# Request
Print out the material that follows word for word.

# Exercise data
--------------------
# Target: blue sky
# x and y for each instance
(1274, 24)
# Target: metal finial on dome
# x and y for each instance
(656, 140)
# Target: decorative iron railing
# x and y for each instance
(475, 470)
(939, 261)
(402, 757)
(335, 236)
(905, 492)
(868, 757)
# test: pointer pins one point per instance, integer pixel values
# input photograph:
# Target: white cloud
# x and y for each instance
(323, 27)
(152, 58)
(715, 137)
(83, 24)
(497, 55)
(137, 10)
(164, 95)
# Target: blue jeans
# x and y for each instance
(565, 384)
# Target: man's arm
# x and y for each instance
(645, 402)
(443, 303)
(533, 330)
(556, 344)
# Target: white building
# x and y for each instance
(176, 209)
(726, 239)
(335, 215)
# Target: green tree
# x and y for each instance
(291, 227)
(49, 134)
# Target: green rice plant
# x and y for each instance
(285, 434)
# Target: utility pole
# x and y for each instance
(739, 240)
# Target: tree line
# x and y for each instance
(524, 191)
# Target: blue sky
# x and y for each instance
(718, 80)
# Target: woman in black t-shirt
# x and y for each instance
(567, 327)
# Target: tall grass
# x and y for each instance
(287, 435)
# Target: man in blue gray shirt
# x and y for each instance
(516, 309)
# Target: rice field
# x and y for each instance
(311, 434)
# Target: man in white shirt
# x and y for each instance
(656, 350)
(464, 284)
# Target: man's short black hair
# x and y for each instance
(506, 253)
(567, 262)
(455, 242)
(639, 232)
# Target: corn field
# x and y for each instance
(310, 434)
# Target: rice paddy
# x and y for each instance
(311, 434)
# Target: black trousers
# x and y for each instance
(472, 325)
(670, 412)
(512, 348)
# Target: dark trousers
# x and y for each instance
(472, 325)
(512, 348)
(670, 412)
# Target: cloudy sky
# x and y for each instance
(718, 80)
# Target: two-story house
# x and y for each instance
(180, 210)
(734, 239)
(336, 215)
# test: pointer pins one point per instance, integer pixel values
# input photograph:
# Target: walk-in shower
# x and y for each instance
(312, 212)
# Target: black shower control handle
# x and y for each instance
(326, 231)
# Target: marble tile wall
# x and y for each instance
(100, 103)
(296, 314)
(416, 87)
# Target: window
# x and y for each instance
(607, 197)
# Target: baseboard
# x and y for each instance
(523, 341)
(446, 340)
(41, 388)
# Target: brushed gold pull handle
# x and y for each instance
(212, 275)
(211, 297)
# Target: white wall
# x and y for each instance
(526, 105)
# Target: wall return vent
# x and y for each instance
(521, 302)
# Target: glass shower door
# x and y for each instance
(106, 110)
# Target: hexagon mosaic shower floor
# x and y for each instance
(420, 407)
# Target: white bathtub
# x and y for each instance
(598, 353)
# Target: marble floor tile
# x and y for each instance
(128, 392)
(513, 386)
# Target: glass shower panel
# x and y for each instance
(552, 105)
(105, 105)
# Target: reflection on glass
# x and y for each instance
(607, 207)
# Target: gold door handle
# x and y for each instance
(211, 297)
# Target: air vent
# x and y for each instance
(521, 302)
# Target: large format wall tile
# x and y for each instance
--------------------
# Exercise solution
# Target: blue sky
# x and y for each instance
(1274, 24)
# Target: metal finial on dome
# x and y for each instance
(656, 140)
# Target: decorative iron railing
# x and y for each instance
(475, 470)
(939, 261)
(402, 757)
(335, 236)
(905, 492)
(868, 757)
# test: pointer pins one point per instance, integer pixel values
# input photograph:
# Target: white cloud
# x and y for each instance
(323, 27)
(152, 58)
(715, 137)
(83, 24)
(497, 55)
(137, 10)
(164, 95)
# Target: blue jeans
# x and y for each instance
(565, 384)
# Target: man's arm
# x and y for each instance
(645, 402)
(443, 303)
(533, 330)
(556, 344)
# Target: white building
# x and y for each instance
(176, 209)
(726, 239)
(335, 215)
# Target: green tree
# x and y for each instance
(291, 227)
(49, 134)
# Target: green rice plant
# x and y for each instance
(285, 434)
# Target: utility pole
# x and y for each instance
(739, 240)
# Target: tree line
# x and y for each instance
(524, 191)
# Target: blue sky
# x and y for each instance
(718, 80)
# Target: woman in black t-shirt
# x and y for each instance
(567, 327)
# Target: tall grass
# x and y for each instance
(287, 435)
# Target: man in blue gray shirt
# x and y for each instance
(516, 309)
# Target: rice field
# x and y for each instance
(311, 434)
# Target: man in white shirt
# x and y for each instance
(656, 350)
(464, 284)
# Target: man's short black hair
# x and y for each instance
(506, 253)
(567, 262)
(455, 242)
(639, 232)
# Target: corn field
# x and y for each instance
(310, 434)
# Target: rice paddy
# x and y for each instance
(311, 434)
# Target: black trousers
# x and y for each instance
(472, 325)
(670, 412)
(512, 348)
# Target: dark trousers
# x and y for each instance
(472, 325)
(512, 348)
(670, 412)
# Target: cloudy sky
# x and y for each instance
(718, 80)
# Target: two-story house
# x and y for each instance
(180, 210)
(734, 239)
(336, 215)
# test: pointer pins one point per instance, integer pixel values
# input photograph:
# Target: walk-in shower
# x and y for each instance
(312, 212)
# Target: black shower control handle
# x and y for each instance
(326, 231)
# Target: marble tile wall
# x and y for each instance
(100, 103)
(296, 314)
(416, 87)
# Target: window
# x and y for each instance
(607, 197)
# Target: baseboard
# x and y for each instance
(523, 341)
(446, 340)
(41, 388)
# Target: brushed gold pull handle
# x and y for each instance
(212, 275)
(211, 297)
# Target: white wall
# x and y for each instance
(526, 105)
# Target: wall return vent
# x and y for each instance
(521, 302)
# Target: glass shower door
# x and y for each instance
(106, 110)
# Target: hexagon mosaic shower floor
# x and y for each instance
(420, 407)
# Target: white bathtub
# x and y for each instance
(598, 353)
# Target: marble floor tile
# x and y for each instance
(128, 392)
(513, 386)
# Target: glass shower panel
# x and y for each instance
(552, 105)
(105, 105)
# Target: reflection on glass
# x and y for each instance
(607, 207)
# Target: gold door handle
# x and y for each instance
(211, 297)
# Target: air vent
# x and y for each instance
(521, 302)
# Target: large format wall tile
# x and y for each instance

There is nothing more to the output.